== WHAT IS EXPECTED ==
Could you reproduce the data below word for word, omitting the pictures from your reply?

== GIVEN DATA ==
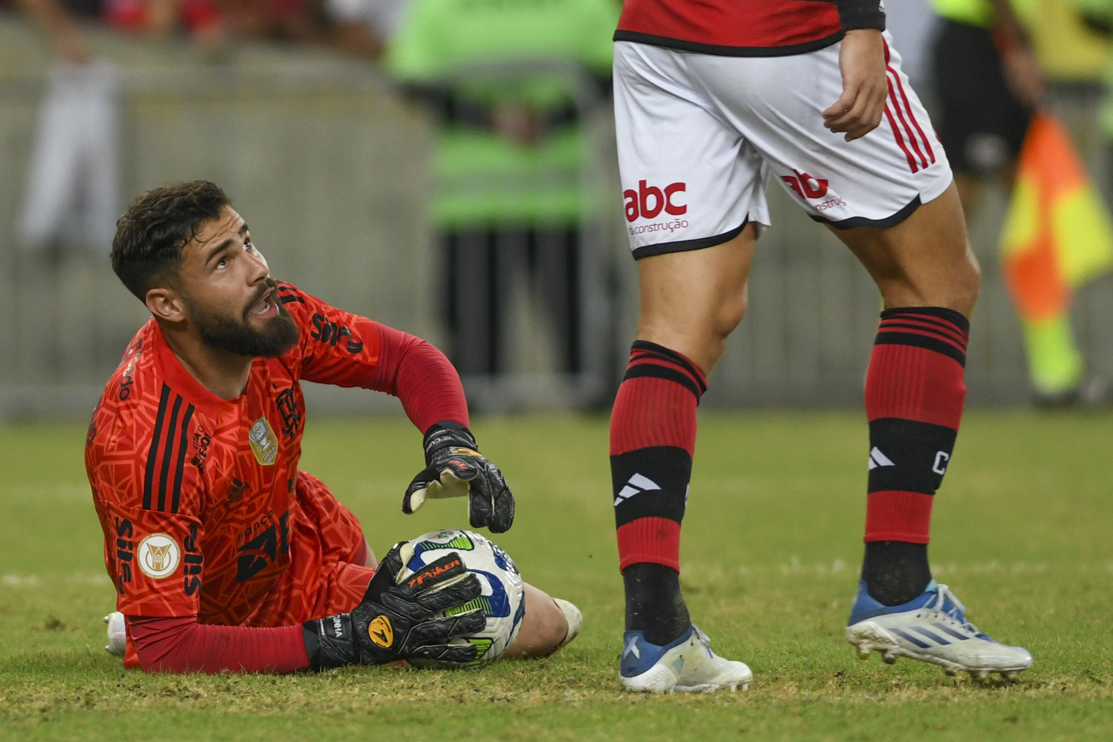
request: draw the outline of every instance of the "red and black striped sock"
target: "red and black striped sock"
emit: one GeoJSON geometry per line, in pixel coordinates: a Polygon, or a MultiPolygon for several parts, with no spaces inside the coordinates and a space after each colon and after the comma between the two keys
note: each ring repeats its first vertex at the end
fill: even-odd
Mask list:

== FINAL ANSWER ==
request: draw the outline of every instance of the "red and black striped sock"
target: "red and black striped sock"
emit: one GeoJSON geometry per line, in pixel coordinates: a Polygon, or a MultiPolygon for several parts, with no spaces inside the coordinates and a space after each colon and after the comma between the two keys
note: each ring repeats its first vertex at the end
fill: even-odd
Mask list:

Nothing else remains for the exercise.